== Exercise ==
Return only the lines of the listing below that run from the line with "negative clicks: (116, 172)" through the line with "positive clicks: (191, 40) (122, 39)", both ends included, exactly as written.

== Data in this exercise ==
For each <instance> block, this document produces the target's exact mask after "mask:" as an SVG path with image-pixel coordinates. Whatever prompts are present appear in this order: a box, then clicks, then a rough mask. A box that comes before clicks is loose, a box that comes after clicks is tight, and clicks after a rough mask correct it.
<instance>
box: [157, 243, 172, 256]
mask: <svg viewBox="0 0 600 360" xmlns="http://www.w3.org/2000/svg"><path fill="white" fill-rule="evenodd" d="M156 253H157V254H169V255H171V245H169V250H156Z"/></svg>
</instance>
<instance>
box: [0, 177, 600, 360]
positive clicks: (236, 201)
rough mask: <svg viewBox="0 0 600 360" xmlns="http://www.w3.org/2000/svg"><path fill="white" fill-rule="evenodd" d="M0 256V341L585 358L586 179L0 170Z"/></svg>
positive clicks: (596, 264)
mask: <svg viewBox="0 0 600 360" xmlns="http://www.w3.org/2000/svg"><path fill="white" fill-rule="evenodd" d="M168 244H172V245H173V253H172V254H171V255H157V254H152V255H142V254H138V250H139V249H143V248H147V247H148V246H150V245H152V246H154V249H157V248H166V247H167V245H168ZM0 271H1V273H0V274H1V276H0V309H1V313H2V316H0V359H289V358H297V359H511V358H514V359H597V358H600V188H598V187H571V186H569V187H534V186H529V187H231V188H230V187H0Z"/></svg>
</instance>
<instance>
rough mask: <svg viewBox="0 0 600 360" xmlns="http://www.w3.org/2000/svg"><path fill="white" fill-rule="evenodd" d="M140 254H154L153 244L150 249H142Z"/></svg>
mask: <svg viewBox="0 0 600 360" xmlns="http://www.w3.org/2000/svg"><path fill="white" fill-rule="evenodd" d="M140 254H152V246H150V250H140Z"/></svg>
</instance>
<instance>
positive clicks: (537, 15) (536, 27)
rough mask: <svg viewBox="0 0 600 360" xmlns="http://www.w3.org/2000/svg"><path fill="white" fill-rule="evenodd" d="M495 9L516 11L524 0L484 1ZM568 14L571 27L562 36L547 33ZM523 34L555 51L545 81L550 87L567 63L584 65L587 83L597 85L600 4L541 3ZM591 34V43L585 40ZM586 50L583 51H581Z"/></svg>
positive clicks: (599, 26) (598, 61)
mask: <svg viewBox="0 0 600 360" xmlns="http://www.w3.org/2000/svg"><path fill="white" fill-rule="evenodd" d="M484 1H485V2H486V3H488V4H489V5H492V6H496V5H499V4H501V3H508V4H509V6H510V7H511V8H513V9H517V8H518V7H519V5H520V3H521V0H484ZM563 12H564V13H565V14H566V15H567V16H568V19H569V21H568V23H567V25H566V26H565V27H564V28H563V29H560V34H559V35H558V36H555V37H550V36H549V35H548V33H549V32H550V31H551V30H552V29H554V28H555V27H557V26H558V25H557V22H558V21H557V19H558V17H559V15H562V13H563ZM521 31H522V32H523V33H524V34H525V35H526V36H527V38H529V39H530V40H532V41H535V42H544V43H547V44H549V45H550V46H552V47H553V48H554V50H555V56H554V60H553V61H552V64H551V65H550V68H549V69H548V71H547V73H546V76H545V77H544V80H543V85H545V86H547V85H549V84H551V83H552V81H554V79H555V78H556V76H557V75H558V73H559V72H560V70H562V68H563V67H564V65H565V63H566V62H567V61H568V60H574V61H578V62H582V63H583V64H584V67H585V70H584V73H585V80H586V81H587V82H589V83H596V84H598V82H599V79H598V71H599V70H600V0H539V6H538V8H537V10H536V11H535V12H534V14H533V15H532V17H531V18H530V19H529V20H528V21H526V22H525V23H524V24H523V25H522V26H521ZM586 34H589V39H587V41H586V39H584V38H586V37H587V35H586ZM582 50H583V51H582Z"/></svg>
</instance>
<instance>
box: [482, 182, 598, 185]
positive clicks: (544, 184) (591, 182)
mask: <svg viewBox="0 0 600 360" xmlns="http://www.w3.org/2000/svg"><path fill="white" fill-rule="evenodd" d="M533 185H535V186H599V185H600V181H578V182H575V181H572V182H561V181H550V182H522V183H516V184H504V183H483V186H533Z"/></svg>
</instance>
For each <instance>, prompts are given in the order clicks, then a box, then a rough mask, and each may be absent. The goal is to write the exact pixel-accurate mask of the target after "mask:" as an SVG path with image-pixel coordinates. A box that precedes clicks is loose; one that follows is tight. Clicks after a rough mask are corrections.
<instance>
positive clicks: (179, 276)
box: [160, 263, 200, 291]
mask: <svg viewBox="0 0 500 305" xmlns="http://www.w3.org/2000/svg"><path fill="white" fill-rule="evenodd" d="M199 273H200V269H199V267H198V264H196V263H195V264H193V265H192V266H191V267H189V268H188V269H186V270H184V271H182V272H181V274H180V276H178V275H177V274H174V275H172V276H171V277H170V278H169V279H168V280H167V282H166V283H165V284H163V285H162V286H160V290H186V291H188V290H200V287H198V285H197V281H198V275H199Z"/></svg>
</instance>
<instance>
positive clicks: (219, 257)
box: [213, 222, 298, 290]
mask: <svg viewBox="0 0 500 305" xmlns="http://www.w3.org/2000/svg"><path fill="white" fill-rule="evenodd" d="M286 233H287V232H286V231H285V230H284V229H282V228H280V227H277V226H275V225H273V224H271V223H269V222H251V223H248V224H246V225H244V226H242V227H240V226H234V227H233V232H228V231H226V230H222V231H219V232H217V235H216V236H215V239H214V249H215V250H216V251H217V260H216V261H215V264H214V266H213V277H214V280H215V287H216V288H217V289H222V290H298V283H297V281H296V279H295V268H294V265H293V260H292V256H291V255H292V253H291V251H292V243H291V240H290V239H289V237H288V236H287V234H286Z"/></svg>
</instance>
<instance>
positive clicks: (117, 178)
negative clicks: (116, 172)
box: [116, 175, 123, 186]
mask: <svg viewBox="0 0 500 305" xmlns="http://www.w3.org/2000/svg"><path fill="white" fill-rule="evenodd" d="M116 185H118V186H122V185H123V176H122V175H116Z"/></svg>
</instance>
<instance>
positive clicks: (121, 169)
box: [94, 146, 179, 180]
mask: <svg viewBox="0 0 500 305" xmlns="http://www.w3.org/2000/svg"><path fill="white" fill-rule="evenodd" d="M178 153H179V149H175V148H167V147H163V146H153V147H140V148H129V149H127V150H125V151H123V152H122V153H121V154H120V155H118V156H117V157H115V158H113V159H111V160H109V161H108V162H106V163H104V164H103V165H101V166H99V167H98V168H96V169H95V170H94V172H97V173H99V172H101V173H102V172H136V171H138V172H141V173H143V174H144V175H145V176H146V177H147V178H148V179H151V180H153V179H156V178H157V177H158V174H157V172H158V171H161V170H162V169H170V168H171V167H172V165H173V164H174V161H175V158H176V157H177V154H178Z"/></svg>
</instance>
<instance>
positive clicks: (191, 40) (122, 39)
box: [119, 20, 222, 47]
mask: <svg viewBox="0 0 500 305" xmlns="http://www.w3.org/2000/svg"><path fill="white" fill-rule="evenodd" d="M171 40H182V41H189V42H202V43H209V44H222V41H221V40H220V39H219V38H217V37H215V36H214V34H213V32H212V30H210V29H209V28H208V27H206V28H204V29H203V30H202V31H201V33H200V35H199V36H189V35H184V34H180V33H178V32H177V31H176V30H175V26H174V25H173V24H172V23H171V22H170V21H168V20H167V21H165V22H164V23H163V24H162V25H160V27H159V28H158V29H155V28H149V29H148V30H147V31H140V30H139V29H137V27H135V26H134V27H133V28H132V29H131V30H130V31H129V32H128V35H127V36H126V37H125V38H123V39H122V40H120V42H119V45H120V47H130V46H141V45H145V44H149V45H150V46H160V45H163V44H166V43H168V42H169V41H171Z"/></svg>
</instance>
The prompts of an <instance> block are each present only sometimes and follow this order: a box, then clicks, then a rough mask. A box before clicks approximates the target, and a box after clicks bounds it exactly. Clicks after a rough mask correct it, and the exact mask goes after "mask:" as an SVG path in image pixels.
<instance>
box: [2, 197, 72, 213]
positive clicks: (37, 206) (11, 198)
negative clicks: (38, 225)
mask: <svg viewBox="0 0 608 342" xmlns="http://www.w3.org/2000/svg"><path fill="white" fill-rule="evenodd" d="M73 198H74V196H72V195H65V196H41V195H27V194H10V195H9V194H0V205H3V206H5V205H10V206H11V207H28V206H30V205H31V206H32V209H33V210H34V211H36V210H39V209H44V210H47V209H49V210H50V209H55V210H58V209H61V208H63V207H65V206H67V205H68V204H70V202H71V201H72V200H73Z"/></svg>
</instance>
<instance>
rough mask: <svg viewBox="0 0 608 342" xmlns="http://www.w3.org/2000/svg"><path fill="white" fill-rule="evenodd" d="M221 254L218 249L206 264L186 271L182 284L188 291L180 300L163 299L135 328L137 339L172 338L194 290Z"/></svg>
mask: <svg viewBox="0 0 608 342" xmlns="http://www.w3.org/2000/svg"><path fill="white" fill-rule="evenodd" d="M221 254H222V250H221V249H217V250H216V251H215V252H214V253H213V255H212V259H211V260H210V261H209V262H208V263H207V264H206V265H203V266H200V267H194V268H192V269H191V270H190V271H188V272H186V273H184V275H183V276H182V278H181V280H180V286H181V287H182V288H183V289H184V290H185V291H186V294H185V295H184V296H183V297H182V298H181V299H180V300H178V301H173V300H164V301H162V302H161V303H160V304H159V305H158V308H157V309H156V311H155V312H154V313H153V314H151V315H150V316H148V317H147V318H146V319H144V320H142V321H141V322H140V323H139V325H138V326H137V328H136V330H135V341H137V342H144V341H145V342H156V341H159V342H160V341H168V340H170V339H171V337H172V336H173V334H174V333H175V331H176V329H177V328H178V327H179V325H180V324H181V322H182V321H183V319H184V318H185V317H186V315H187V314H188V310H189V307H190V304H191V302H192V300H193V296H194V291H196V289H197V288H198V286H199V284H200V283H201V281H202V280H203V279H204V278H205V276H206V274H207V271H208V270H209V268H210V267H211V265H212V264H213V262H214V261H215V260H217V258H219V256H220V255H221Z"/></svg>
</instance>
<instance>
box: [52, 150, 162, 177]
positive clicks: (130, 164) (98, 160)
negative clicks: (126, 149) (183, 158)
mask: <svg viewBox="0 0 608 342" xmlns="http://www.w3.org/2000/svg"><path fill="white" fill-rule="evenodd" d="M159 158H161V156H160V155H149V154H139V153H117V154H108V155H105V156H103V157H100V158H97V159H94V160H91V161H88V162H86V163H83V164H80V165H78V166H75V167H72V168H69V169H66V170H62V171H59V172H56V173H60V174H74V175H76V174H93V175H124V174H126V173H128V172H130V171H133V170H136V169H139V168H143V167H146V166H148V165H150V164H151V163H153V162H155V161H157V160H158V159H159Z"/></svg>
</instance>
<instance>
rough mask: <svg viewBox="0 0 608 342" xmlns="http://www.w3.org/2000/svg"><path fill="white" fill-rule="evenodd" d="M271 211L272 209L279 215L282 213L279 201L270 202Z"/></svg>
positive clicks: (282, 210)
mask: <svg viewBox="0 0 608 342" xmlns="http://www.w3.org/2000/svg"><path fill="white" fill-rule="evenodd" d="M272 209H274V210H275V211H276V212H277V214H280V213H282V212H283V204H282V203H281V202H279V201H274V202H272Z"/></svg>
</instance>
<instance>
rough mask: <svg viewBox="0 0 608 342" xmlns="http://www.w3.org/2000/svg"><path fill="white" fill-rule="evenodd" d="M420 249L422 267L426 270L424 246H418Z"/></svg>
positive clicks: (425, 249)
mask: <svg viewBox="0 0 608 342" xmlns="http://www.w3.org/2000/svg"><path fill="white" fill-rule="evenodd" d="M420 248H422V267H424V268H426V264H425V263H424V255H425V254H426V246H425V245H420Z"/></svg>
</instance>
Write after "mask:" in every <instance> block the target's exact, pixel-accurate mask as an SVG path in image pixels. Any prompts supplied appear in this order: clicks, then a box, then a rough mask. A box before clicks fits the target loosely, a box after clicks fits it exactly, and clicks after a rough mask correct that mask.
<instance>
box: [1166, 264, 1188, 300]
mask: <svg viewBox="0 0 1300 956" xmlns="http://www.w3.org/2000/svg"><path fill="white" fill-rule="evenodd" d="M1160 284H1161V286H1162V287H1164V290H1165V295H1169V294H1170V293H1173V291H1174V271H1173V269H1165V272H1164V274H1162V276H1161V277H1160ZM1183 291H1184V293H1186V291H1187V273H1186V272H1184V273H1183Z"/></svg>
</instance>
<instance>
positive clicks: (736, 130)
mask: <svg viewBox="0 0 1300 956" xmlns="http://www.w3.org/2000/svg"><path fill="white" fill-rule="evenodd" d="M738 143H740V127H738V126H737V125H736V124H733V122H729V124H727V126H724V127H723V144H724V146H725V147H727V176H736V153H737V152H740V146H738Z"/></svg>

== Result ==
negative clicks: (116, 172)
box: [116, 175, 123, 186]
mask: <svg viewBox="0 0 500 305" xmlns="http://www.w3.org/2000/svg"><path fill="white" fill-rule="evenodd" d="M116 185H118V186H122V185H123V176H122V175H116Z"/></svg>
</instance>
<instance>
positive clicks: (121, 169)
box: [94, 146, 179, 180]
mask: <svg viewBox="0 0 500 305" xmlns="http://www.w3.org/2000/svg"><path fill="white" fill-rule="evenodd" d="M178 153H179V149H175V148H167V147H163V146H153V147H140V148H129V149H127V150H125V151H123V152H122V153H121V154H120V155H118V156H117V157H115V158H113V159H111V160H109V161H108V162H106V163H104V164H103V165H101V166H99V167H98V168H96V169H95V170H94V172H97V173H99V172H101V173H102V172H136V171H138V172H141V173H143V174H144V175H145V176H146V177H147V178H148V179H151V180H153V179H156V178H157V177H158V174H157V172H158V171H161V170H162V169H170V168H171V167H172V165H173V164H174V161H175V158H176V157H177V154H178Z"/></svg>
</instance>
<instance>
positive clicks: (191, 40) (122, 39)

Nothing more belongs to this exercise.